Dataset records
▼

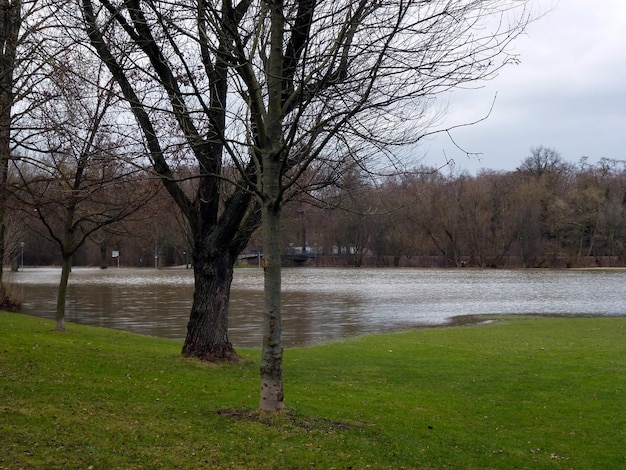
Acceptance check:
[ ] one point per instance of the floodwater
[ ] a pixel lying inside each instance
(321, 304)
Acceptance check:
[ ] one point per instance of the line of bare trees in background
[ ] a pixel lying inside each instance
(546, 213)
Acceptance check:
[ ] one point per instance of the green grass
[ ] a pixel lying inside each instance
(527, 392)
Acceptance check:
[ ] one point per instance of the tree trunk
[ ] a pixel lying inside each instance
(207, 329)
(104, 262)
(272, 396)
(62, 292)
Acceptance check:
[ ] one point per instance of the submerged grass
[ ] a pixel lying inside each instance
(528, 392)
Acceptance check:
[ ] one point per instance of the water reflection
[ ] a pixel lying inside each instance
(322, 304)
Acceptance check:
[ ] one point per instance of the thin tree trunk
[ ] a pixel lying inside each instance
(104, 262)
(272, 395)
(62, 292)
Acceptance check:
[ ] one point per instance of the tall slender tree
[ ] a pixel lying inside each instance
(327, 81)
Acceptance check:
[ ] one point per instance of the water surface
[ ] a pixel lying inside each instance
(321, 304)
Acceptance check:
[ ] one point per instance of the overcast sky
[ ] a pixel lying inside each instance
(568, 93)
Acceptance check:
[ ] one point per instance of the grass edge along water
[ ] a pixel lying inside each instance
(520, 392)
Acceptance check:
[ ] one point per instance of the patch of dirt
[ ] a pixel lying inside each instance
(306, 423)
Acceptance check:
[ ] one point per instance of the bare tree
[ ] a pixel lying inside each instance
(326, 81)
(167, 59)
(72, 180)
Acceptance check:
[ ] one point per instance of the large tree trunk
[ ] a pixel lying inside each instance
(10, 22)
(207, 329)
(272, 395)
(62, 292)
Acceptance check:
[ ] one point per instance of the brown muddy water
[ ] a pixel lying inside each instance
(320, 304)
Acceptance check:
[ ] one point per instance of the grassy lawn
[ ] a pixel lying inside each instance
(522, 392)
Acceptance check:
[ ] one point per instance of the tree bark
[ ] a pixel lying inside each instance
(207, 329)
(62, 292)
(10, 23)
(272, 395)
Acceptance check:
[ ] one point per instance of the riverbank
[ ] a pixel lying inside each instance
(528, 392)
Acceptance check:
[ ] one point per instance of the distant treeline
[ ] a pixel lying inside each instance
(546, 213)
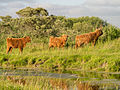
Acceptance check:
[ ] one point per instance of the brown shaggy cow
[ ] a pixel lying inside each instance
(57, 41)
(88, 37)
(17, 43)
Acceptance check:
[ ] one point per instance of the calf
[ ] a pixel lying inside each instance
(57, 41)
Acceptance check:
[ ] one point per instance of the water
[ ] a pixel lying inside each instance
(84, 79)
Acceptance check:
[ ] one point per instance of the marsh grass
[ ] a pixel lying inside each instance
(43, 83)
(103, 57)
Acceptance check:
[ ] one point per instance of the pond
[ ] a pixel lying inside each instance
(58, 80)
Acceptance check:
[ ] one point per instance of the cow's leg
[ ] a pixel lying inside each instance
(76, 45)
(21, 49)
(8, 49)
(11, 49)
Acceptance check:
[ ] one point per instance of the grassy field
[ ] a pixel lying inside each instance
(102, 57)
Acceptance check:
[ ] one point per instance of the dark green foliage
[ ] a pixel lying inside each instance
(28, 12)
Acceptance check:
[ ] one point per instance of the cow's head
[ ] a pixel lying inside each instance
(27, 39)
(99, 31)
(65, 37)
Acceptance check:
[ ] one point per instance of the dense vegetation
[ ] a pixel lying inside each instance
(39, 25)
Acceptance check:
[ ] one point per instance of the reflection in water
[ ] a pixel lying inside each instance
(67, 80)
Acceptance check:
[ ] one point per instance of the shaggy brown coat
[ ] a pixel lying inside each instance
(87, 38)
(57, 41)
(17, 43)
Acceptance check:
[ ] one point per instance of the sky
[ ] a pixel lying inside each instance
(108, 10)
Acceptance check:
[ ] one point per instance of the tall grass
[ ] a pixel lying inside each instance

▲

Work to be completed :: Could every record be given again exactly, with its pictures left out?

Task result ::
Acceptance check:
[ ] one point per instance of the floodwater
[ ] a pixel lying inside each instance
(321, 304)
Acceptance check:
[ ] one point per instance of the line of bare trees in background
[ ] a pixel lying inside each instance
(546, 213)
Acceptance check:
[ ] one point per instance of the green grass
[ ] a pixel lying inside each instance
(527, 392)
Acceptance check:
[ ] one point per instance of the tree trunk
[ ] a pixel lying inside each instance
(207, 329)
(104, 262)
(272, 396)
(62, 292)
Acceptance check:
[ ] one point per instance of the submerged grass
[ ] a pixel lying inside each instance
(528, 392)
Acceptance check:
[ ] one point per instance of the water reflection
[ ] a pixel lying inside each instance
(322, 304)
Acceptance check:
[ ] one point per instance of the thin tree trunk
[ ] a pixel lying inside each instance
(104, 262)
(272, 395)
(62, 292)
Acceptance check:
[ ] one point per instance of the tall slender tree
[ ] a pixel lying inside each instance
(327, 81)
Acceptance check:
[ ] one point per instance of the water surface
[ ] a pixel lying inside each instance
(321, 304)
Acceptance check:
[ ] one point per instance of the overcast sky
[ ] a pixel lying inside each instance
(568, 93)
Acceptance check:
[ ] one point per instance of the grass edge along water
[ ] a pixel lying inside each instance
(520, 392)
Acceptance check:
[ ] one point per instance of the patch of dirt
[ ] a pixel lying inside each instance
(306, 423)
Acceptance check:
[ ] one point per instance of the bare tree
[ ] a pixel lying inside each instance
(326, 81)
(167, 59)
(72, 180)
Acceptance check:
[ ] one point per instance of the large tree trunk
[ ] a pixel lying inside each instance
(10, 22)
(207, 329)
(272, 395)
(62, 292)
Acceptance check:
[ ] one point per instance of the brown muddy water
[ ] a pixel lying inside each instance
(320, 304)
Acceptance check:
[ ] one point per instance of the grassy lawn
[ ] a pixel lying inside each instance
(522, 392)
Acceptance check:
[ ] one point per instance of the tree bark
[ ] a pixel lying inside each instance
(207, 329)
(62, 292)
(10, 23)
(272, 395)
Acceptance check:
[ ] one point per instance of the riverbank
[ ] a pixel lying inside each instance
(528, 392)
Acceptance check:
[ ] one point per instance of the distant treeline
[ ] a pixel lying inside each instance
(546, 213)
Acceptance check:
[ ] one point per instance of the brown shaggy cow
[ ] a pixel lying inside each instance
(57, 41)
(88, 37)
(17, 43)
Acceptance check:
[ ] one point per instance of the calf
[ ] a pixel lying inside each instance
(57, 41)
Acceptance check:
[ ] one point per instance of the water
[ ] a pixel lying inside each instance
(84, 79)
Acceptance check:
[ ] one point per instance of the marsh grass
[ ] a pixel lying inside each instance
(43, 83)
(103, 57)
Acceptance check:
[ ] one point per instance of the pond
[ ] a pixel lying inside each instance
(58, 80)
Acceptance check:
[ ] one point per instance of the cow's leg
[ ] a pixel lying inside each instance
(76, 45)
(21, 49)
(8, 49)
(11, 49)
Acceptance check:
[ ] one point per instance of the grassy field
[ ] a pixel lying inside each instance
(102, 57)
Acceptance check:
[ ] one point per instance of the dark green foliage
[ ] a pixel lying inside each instance
(28, 12)
Acceptance check:
[ ] one point per instance of the cow's head
[ ] a pixel lying inside each instance
(27, 39)
(99, 31)
(65, 37)
Acceptance check:
[ ] one point per instance of the dense vegetation
[ ] a pixel lying inside each instance
(39, 25)
Acceptance check:
[ ] one point per instance of the reflection in water
[ ] a pixel lying inside each instance
(67, 80)
Acceptance check:
[ ] one point per instance of the shaggy brown coat
[ ] a pixel lying inside each instance
(87, 38)
(57, 41)
(17, 43)
Acceptance check:
[ ] one point per instance of the sky
[ ] a pixel lying inside each instance
(108, 10)
Acceptance check:
[ ] one point per instance of the tall grass
[ ] a pixel lying inside each instance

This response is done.